> _SUPPLIED PASSAGE_
## START

At the end of the test period, the test license ceases automatically without the need for termination. The same applies to the right to use the apps created with the Software Services. If the Customer decides to purchase a subsequent license, the scope of features is subject to the selected license model. After 6 months following the end of the test period, the Customer’s Registration Data and the data of the created apps will be permanently deleted. Until the deletion or the purchase of a subsequent license, the Customer can continue to create apps as drafts. Such draft apps can neither be published nor used.

6.2. Non-profit License

Upon request, a non-profit license can be granted to non-profit organizations or educational institutions. The non-profit license entitles to use the Software Services at reduced conditions. The functional scope of the non-profit license is based on the feature overview (Annex 1).

A non-profit license can only be granted after registration and submission of the necessary and suitable evidence. The granting of non-profit licenses is subject to the approval of OaA. The granting of approval is at the sole discretion of OaA.

Non-profit licenses may not be transferred, leased, or resold to other organizations or individuals, even if they would also be entitled to a non-profit license.

6.3. Commercial Licenses

OaA has defined various plans for the commercial use of the Software Services, which are described in more detail in the pricing model https://www.openasapp.com/pricing . The functional scope of the plans can be found in the feature overview (Annex 1). The plans differ in their features, the number of users and/or devices accessing Public Apps and Private Apps included in the plan as well as in the license fee. Depending on the selected plan and acquired additional user licenses (if any), the Customer may grant access to the apps created with the Software Services to its users (e.g. employees or business partners). Additional users shall exclusively comprise natural persons who have registered on the OaA website, stating their first name, surname and e-mail address.

6.4. Public Apps

The number of possible users and/or devices on Public Apps depends on the ordered plan. Public Apps may be freely distributed via a link or integrated into a website. Users do not need to register for the use of Public Apps. Public Apps may not exclude users from accessing the app and the associated data, e.g. through upstream authorization, in-app login, or authorizations on the underlying data sources.

6.5. Private Apps

The number of users to Private Apps depends on the ordered plan and acquired additional user licenses (if any). Private apps are only available by invitation. Customer may restrict access. Invited users must therefore register or log in to OaA.

7. Rights of Use

7.1. Scope

Against payment of the respective license fee, OaA shall grant the Customer a simple, non-exclusive, non-transferable right, limited to the term of this Agreement, to use the Software Services for the purposes for which they are made available by OaA in accordance with this Agreement. The scope of use is limited to the functional scope of the respective license model.

7.2. Restrictions of Use

In particular, the Customer may not (i) copy the Software Services and the components used for their provision, except for archiving purposes or if this is absolutely necessary for authorized use; (ii) modify, adapt or create derivative works thereof; (iii) publish, disclose, sell, rent, lease, lend, distribute, make available online, sublicense or make available to a third party without the prior written consent of OaA. Customer may not remove or alter copyright notices or other references to intellectual property. Access to source codes is not included in the license. Customer may not decompile, disassemble or reverse engineer components of the Software Services, unless otherwise stipulated by mandatory law or this Agreement.

## END

> _RECORD SET_

## START

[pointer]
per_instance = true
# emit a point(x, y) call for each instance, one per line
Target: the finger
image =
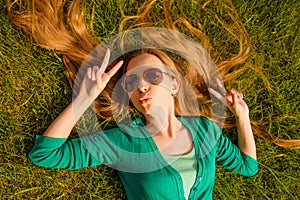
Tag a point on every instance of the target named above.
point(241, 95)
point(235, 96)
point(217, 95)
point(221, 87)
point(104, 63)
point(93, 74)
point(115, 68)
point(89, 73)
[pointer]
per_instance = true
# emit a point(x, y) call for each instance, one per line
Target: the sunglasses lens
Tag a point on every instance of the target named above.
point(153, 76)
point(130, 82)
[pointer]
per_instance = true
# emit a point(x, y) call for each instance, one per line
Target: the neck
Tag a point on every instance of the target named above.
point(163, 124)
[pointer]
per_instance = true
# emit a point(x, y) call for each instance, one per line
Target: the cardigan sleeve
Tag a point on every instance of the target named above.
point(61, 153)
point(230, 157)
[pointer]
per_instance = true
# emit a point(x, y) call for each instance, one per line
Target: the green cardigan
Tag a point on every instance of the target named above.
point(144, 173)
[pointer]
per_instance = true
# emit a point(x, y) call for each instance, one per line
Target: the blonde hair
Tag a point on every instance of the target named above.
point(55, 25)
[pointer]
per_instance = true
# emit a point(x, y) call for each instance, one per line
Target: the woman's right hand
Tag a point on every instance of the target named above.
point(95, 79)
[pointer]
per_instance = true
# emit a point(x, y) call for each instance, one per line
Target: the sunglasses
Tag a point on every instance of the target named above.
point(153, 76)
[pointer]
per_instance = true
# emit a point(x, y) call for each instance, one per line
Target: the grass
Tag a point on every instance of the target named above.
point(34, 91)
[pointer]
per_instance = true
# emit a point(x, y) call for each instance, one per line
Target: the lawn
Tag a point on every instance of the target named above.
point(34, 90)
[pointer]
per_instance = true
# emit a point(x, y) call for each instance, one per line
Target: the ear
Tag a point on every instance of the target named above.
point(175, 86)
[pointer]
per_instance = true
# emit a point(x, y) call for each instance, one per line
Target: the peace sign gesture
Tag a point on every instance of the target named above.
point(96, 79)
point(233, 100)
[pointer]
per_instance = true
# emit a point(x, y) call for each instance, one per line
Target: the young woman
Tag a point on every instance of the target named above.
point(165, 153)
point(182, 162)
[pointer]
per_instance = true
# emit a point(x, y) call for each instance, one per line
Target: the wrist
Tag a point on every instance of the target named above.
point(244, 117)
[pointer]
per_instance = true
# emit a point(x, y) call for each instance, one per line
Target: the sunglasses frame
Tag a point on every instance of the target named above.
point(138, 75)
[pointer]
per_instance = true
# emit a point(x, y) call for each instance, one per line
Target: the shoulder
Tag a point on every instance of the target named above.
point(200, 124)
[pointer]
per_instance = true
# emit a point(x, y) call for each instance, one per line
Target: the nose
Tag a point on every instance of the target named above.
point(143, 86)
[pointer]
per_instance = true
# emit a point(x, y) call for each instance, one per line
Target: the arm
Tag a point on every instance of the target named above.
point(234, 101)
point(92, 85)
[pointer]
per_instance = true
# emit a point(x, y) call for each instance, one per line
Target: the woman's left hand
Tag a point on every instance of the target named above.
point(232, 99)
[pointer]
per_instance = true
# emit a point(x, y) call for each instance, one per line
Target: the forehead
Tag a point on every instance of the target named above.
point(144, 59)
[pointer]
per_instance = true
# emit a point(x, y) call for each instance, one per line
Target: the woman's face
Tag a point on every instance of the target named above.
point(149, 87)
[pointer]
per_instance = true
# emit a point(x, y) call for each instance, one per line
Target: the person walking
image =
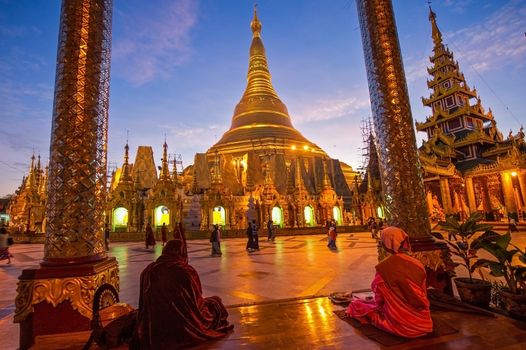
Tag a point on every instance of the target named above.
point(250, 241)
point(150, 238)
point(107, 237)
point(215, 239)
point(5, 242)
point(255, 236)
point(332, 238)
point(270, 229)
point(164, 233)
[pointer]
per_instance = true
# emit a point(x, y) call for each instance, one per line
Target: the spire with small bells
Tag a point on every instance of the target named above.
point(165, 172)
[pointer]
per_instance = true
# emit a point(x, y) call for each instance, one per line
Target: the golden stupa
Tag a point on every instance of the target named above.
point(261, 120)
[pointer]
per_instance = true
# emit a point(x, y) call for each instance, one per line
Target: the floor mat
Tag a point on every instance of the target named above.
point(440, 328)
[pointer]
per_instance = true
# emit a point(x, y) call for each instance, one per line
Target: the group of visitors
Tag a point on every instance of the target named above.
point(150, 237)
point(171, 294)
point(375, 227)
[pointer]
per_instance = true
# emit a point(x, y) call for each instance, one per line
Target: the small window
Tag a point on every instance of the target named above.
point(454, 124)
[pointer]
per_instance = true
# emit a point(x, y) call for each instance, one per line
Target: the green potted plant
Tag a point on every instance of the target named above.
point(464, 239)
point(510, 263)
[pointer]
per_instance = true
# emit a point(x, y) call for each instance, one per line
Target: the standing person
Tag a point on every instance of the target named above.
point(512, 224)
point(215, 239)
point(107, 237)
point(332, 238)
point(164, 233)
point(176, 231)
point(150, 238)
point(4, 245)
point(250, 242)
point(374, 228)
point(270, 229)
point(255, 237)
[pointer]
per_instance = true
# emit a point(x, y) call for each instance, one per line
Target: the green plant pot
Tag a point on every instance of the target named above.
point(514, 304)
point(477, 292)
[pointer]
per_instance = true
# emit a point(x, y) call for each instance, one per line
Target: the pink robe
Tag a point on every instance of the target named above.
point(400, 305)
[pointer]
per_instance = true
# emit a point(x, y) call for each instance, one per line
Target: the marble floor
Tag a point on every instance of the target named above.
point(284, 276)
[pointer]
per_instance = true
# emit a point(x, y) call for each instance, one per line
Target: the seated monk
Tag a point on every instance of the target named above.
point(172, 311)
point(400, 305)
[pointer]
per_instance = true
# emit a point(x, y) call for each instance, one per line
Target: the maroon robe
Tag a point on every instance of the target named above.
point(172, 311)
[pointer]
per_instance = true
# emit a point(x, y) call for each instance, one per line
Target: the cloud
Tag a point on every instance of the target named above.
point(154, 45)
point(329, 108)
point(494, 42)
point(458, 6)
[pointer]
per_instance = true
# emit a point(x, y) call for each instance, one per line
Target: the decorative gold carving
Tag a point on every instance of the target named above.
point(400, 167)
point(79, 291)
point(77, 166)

## END
## START

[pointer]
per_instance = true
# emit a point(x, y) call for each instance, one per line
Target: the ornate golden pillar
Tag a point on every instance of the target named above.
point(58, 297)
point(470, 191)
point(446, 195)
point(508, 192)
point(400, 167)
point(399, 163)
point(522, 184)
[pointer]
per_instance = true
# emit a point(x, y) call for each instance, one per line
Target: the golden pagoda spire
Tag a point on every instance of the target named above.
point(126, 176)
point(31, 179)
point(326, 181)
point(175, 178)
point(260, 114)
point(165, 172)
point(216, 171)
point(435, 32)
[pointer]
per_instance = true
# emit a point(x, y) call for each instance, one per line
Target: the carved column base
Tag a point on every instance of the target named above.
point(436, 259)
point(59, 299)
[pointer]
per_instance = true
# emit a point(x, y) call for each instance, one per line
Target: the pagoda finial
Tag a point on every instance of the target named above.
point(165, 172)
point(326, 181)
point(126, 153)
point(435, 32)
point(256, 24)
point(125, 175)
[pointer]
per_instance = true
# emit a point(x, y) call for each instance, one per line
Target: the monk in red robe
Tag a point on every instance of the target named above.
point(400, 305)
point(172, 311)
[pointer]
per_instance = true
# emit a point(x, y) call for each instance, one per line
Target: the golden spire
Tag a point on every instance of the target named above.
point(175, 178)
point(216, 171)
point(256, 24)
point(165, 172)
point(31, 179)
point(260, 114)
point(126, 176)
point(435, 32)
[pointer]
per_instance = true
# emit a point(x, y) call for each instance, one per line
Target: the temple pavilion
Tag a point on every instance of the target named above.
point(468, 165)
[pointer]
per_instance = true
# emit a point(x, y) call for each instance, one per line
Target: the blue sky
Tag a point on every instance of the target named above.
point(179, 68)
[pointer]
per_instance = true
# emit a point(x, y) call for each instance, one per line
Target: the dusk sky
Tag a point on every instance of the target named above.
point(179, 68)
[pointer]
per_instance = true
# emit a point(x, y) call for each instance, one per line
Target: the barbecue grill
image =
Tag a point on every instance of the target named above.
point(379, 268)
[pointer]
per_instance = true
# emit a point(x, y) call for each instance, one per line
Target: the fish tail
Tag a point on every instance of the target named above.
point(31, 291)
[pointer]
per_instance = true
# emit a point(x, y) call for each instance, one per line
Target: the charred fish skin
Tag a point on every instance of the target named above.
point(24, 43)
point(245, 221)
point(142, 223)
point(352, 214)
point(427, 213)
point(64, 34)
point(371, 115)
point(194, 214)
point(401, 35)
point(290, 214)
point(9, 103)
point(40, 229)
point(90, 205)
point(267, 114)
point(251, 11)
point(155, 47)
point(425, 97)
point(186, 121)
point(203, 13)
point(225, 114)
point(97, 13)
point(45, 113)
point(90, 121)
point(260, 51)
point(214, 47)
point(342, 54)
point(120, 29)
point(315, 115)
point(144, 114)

## END
## START

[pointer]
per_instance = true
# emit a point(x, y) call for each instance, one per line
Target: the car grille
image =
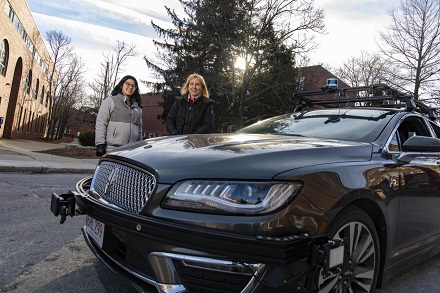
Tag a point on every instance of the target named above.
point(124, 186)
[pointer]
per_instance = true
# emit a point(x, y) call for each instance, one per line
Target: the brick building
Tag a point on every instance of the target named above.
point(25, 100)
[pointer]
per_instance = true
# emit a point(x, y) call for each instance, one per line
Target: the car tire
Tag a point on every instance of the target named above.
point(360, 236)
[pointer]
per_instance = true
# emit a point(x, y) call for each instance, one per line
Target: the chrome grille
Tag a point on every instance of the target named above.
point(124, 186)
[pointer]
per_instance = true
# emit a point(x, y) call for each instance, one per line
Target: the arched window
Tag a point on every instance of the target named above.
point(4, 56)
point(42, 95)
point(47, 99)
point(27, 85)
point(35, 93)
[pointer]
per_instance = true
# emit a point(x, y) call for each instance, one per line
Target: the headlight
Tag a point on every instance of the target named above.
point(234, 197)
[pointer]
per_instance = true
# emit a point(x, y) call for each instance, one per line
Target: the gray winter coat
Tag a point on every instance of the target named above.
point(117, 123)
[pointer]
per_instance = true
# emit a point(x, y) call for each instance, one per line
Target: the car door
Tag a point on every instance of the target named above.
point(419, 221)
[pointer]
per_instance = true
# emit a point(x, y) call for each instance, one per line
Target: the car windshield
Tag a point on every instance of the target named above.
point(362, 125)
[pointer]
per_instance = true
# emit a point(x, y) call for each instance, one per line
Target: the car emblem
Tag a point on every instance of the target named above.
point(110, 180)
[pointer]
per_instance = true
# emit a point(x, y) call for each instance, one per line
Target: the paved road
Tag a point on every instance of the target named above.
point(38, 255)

## END

> _EXERCISE TASK A_
Answer these questions from the software license terms, with each answer on its own line and marked the same way:
(i) How long after the end of the test period are the Customer's Registration Data and the data of the created apps permanently deleted?
(ii) Whose approval is required for the granting of a non-profit license?
(iii) Do users need to register to use Public Apps?
> _EXERCISE TASK B_
Render this sentence from the software license terms into Spanish: "Private apps are only available by invitation."
> _EXERCISE TASK C_
Transcribe the software license terms starting with "6.2. Non-profit License" and going on through "on the feature overview (Annex 1).".

> _PROBLEM SOLUTION A_
(i) 6 months.
(ii) The approval of OaA, which grants it at its sole discretion.
(iii) No, users do not need to register to use Public Apps.

> _PROBLEM SOLUTION B_
Las aplicaciones privadas solo están disponibles por invitación.

> _PROBLEM SOLUTION C_
6.2. Non-profit License

Upon request, a non-profit license can be granted to non-profit organizations or educational institutions. The non-profit license entitles to use the Software Services at reduced conditions. The functional scope of the non-profit license is based on the feature overview (Annex 1).